### Record extracts
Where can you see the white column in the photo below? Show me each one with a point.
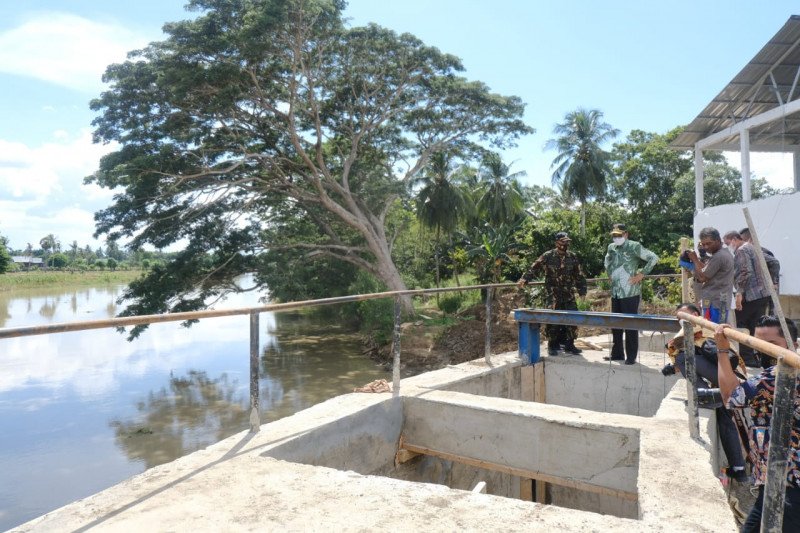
(698, 180)
(744, 142)
(796, 166)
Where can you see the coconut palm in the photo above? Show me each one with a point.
(501, 200)
(582, 166)
(440, 202)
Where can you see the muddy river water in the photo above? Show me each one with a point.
(82, 411)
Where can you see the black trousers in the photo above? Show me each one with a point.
(631, 349)
(791, 512)
(747, 318)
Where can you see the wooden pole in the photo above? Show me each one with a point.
(255, 419)
(782, 410)
(398, 308)
(691, 379)
(684, 273)
(487, 346)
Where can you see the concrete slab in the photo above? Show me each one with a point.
(238, 484)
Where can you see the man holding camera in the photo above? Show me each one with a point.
(758, 394)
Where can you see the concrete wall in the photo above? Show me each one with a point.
(776, 220)
(531, 436)
(633, 390)
(363, 440)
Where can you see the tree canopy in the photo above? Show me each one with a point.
(259, 112)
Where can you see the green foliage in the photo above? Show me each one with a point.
(582, 167)
(57, 260)
(451, 303)
(375, 316)
(278, 112)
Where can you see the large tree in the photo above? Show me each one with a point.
(440, 203)
(582, 167)
(500, 198)
(264, 105)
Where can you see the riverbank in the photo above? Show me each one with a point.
(53, 278)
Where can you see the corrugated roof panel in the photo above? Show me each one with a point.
(751, 93)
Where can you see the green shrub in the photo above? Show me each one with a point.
(451, 303)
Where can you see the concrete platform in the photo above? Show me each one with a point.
(327, 467)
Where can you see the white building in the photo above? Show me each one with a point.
(758, 111)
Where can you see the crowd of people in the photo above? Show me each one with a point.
(730, 290)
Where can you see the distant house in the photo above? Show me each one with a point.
(27, 262)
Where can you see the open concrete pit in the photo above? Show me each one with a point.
(561, 444)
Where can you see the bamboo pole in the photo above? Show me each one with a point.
(26, 331)
(782, 354)
(782, 410)
(255, 419)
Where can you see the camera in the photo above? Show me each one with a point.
(709, 398)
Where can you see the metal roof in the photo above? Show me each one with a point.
(768, 81)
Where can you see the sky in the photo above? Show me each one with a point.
(645, 65)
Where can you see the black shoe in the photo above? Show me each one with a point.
(737, 475)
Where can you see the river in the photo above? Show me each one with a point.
(82, 411)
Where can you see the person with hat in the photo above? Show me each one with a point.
(627, 262)
(562, 276)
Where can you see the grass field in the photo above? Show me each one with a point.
(37, 278)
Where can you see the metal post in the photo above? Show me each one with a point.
(698, 180)
(691, 379)
(396, 348)
(779, 446)
(255, 419)
(487, 348)
(684, 273)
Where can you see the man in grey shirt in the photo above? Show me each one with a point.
(716, 276)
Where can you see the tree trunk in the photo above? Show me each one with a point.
(583, 219)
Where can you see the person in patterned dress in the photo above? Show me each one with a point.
(758, 394)
(563, 275)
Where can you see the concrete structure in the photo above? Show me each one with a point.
(373, 461)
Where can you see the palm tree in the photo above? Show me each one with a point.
(501, 200)
(440, 202)
(582, 166)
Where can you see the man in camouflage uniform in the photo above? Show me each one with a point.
(562, 276)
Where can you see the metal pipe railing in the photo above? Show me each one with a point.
(253, 313)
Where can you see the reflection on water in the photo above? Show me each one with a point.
(192, 413)
(84, 410)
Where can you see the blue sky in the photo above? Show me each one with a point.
(646, 65)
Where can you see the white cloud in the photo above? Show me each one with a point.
(42, 190)
(65, 49)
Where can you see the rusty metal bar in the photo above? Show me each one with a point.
(691, 378)
(255, 419)
(398, 308)
(487, 346)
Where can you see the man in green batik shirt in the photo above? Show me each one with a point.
(627, 262)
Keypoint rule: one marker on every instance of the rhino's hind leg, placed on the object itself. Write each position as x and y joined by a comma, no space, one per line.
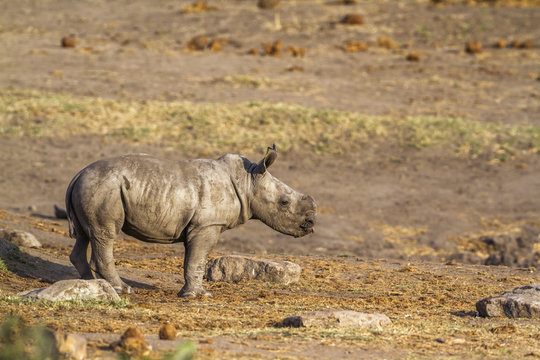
78,256
102,262
198,245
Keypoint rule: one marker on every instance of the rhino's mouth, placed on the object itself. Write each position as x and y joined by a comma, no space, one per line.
308,226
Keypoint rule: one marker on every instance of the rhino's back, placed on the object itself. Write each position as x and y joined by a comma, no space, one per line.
156,198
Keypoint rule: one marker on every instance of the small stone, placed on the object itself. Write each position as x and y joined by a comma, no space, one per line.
198,7
354,46
339,318
98,289
387,43
132,343
296,51
167,332
500,44
20,238
352,19
504,329
59,213
413,57
473,47
70,346
68,42
273,49
523,301
253,51
268,4
198,43
236,268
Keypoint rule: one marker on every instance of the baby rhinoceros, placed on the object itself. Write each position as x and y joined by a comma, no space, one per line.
165,201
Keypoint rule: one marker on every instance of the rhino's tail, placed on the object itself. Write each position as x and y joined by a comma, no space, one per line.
73,221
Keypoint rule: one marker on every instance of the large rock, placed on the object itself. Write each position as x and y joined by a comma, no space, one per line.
20,238
523,301
339,318
74,289
235,268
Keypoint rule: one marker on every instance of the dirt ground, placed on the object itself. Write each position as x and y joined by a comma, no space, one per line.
398,204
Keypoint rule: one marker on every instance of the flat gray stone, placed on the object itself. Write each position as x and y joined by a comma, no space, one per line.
523,301
339,318
236,268
20,238
98,289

### Task prompt
The result should be an exact copy of the material, containing no pictures.

### Response box
Where can you see the white column in the photo below? Show me each one with a point.
(698, 180)
(744, 142)
(796, 166)
Where can you see the coconut palm in the photo above? Show me each one with a point.
(501, 200)
(582, 166)
(440, 202)
Where can you see the muddy river water in the photo above? Show me each one with a point.
(82, 411)
Where can you see the black trousers in the photo above? Show me each one with a point.
(631, 349)
(791, 512)
(747, 318)
Where can you see the wooden pole in the photo above? Show me each one with a point.
(255, 419)
(782, 410)
(398, 308)
(691, 379)
(684, 273)
(487, 346)
Where can you see the concrete slab in the photo above? Show me each one with a point.
(238, 484)
Where can you see the man holding camera in the photo above? Show me each one with a point.
(758, 394)
Where can you see the concrete wall in the photo above? Show me each one with a point.
(776, 220)
(531, 436)
(633, 390)
(363, 440)
Where can you see the tree canopy in the photo above? Show me each one with a point.
(259, 112)
Where can you see the green foliage in the photo above? Show me each one with a point.
(582, 167)
(57, 260)
(451, 303)
(375, 316)
(278, 112)
Where can you see the large tree in the photo above? Show me each one with a point.
(440, 203)
(582, 167)
(500, 198)
(264, 105)
Where can you see the riverbank in the photo above? Show me each one with a point.
(53, 278)
Where can you see the corrugated roof panel in the photo above? Show me each one with a point.
(751, 93)
Where can you see the green shrub in the photo above? Show me each one with a point.
(451, 303)
Where can you see the concrete platform in the photo above? Show me each one with a point.
(327, 467)
Where can you see the white building in the photo above? Show me each one with a point.
(758, 111)
Where can you see the crowd of people in the photo above? Show me each one with a point.
(730, 290)
Where can you see the distant house in the photo above? Show me each one with a point.
(27, 262)
Where can you see the open concrete pit in the photo above? Show me each one with a point.
(561, 444)
Where can you see the bamboo pole in the photo above? Show me each one with a point.
(26, 331)
(782, 354)
(782, 410)
(255, 419)
Where can you see the camera in the photo above? Show me each one with a point.
(709, 398)
Where can you see the metal roof in the photo above? Show me each one with a point.
(768, 81)
Where can you see the sky in the photo above? Show me each one with a point.
(645, 65)
Where can you see the black shoe in the photo above? Show me each one with a point.
(737, 475)
Where can you see the river in the photo above? Show me each one with a point.
(82, 411)
Where can you see the person with hat in the photo above? Show me each one with a point.
(627, 262)
(562, 276)
Where can you see the grass field in the photo above? Show me each one with a point.
(37, 278)
Where can you see the metal post in the photo above? Show me each one with a point.
(698, 180)
(691, 379)
(396, 348)
(779, 446)
(255, 419)
(487, 348)
(684, 273)
Where can you see the man in grey shirt in the photo above? Show me each one with a point.
(716, 276)
Where can you see the tree trunk in the photo above? Show me each one with a point.
(583, 219)
Where can you see the person in patterned dress in the photo above? Show me each one with a point.
(758, 394)
(563, 275)
Where can you see the concrete structure in the photo above? Show me each one with a point.
(373, 461)
Where can you see the palm tree in the photo above? Show me each one with a point.
(501, 200)
(440, 202)
(582, 166)
Where can you see the man in camouflage uniform in the photo above? Show me each one with a point.
(562, 276)
Where can you see the metal pipe railing in the photo above? Show me each one with a point.
(253, 313)
Where can you see the reflection on water in the photo above? Show me each one with a point.
(192, 413)
(84, 410)
Where can you see the blue sky in the photo above? Show me each one with a point.
(646, 65)
Where can you see the white cloud in the photo above? Show me each one with a point.
(42, 190)
(65, 49)
Where can you see the rusty metal bar in the photo above? Show me each one with a point.
(691, 378)
(255, 419)
(398, 308)
(487, 346)
Where can you see the man in green batik shirt in the photo above? Show me each one with a point.
(627, 262)
Keypoint rule: one marker on every instance of the rhino's hind leg, placed on the object itself. Write each position as x and y joined by a comma, no space, one per line.
78,256
102,262
198,245
Keypoint rule: one marker on every instance of the rhino's mouth, placed on the object itself. Write each position as x and y joined by a comma, no space, one per line.
308,226
Keypoint rule: one marker on every instance of the rhino's back, placed on the object itself. Write each position as x and y joined by a comma, no space, one per line.
156,198
Keypoint rule: one marker on every instance of the small stone, placed on the object itself. Write each position as x and y joined by a comma, no space, one per line.
198,7
354,46
339,318
98,289
387,43
132,343
296,51
167,332
500,44
20,238
352,19
504,329
59,213
413,57
473,47
70,346
68,42
273,49
523,301
253,51
268,4
198,43
236,268
Keypoint rule: one marker on every instance of the baby rhinoceros, placed on the object itself. Write each position as x and y joined by a comma, no space, one per line.
165,201
Keypoint rule: one marker on every instance of the rhino's tail, placed on the object itself. Write each position as x and y joined by a comma, no space, one per line.
73,221
Keypoint rule: one marker on every instance of the large rock, placed on the object itself. Write each position as x and y joined by a comma, no space, one per line.
20,238
523,301
339,318
74,289
235,268
Keypoint rule: one marker on every instance of the dirt ground, placed on the object itself. Write each position as x and y joined by a comma, no space, one per line.
398,204
Keypoint rule: one marker on every instance of the flat gray stone, placed on the object itself. Write each position as x and y joined by a comma, no space, one per line.
523,301
339,318
236,268
20,238
98,289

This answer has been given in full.